-- What you need to do --
Using the data below, copy each line that includes the word "opening".

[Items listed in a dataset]
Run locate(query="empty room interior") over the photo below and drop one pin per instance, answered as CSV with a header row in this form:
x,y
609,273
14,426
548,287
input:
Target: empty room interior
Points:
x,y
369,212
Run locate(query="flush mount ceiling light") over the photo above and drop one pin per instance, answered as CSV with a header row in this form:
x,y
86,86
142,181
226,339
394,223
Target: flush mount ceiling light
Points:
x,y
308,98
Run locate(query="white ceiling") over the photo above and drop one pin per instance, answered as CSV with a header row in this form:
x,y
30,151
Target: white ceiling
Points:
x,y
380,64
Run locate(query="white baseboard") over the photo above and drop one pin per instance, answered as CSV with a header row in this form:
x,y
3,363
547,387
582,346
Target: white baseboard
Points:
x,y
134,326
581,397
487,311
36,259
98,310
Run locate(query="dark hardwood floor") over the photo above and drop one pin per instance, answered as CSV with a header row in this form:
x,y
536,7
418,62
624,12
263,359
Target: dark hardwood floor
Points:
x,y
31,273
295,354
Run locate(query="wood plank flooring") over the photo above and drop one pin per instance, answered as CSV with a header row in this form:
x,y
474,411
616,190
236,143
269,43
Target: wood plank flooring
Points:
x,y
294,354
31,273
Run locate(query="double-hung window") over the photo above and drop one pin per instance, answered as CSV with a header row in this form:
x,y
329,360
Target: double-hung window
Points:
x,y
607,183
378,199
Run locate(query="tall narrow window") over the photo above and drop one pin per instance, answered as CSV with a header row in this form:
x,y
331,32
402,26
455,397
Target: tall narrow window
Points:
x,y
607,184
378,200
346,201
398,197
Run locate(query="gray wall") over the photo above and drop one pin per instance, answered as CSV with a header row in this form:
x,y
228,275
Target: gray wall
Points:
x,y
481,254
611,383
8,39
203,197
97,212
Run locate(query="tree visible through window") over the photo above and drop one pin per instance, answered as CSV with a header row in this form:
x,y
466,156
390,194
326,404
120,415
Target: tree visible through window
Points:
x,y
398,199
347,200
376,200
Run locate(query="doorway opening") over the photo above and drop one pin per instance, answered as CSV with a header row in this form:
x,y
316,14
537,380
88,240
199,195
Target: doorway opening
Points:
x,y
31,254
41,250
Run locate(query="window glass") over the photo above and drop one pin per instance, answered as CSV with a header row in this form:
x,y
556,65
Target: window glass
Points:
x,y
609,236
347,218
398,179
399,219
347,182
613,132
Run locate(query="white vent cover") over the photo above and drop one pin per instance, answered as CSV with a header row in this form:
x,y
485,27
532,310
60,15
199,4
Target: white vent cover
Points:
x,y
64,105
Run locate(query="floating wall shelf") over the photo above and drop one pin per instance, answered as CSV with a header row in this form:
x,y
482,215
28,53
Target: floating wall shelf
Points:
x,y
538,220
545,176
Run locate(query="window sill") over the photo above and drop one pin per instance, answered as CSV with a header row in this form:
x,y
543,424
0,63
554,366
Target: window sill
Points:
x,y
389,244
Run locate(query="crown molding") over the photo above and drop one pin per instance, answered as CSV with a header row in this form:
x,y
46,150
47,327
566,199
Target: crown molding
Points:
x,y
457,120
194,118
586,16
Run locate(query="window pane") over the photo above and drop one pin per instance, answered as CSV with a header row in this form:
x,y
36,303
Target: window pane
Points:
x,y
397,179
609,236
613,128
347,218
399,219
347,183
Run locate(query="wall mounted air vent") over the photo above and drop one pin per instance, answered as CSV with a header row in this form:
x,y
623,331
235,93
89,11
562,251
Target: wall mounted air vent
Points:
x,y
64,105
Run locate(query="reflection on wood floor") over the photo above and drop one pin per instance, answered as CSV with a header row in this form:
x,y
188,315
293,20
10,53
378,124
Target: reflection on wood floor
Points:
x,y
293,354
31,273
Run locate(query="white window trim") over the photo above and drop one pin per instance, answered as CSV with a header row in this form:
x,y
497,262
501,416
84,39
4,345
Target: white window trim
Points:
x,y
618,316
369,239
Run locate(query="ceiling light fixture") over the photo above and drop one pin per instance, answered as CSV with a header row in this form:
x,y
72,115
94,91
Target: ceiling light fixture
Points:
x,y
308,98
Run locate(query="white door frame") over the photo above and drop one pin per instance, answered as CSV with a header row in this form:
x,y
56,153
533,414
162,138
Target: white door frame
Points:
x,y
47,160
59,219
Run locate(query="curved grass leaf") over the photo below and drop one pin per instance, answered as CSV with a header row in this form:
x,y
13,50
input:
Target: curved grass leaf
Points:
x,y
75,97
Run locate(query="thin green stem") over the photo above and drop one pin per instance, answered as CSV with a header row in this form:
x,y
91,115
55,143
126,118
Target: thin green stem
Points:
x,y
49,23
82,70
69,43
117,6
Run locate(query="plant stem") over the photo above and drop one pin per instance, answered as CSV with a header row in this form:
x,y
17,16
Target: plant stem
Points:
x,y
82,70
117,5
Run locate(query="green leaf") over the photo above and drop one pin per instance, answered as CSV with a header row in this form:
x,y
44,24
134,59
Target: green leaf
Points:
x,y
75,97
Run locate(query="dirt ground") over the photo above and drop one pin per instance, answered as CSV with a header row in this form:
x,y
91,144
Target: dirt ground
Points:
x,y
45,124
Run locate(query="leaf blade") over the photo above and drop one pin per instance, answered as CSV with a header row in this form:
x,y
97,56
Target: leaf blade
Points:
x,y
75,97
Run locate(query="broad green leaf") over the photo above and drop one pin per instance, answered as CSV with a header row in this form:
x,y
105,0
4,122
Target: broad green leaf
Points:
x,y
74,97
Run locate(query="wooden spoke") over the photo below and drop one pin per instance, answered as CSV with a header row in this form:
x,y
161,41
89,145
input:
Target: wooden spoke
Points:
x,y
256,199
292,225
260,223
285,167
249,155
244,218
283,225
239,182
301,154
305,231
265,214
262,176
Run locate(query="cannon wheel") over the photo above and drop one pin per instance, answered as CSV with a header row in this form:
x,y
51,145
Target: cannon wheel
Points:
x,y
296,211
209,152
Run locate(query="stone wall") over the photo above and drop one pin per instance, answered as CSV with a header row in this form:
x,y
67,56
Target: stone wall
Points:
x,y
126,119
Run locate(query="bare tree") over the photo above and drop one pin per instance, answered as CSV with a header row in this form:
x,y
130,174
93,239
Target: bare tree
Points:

-- Exercise solution --
Run locate(query="doorway opening") over the photo above and drop one pin per instance, answered as CSV with a header row in this form:
Target: doorway opening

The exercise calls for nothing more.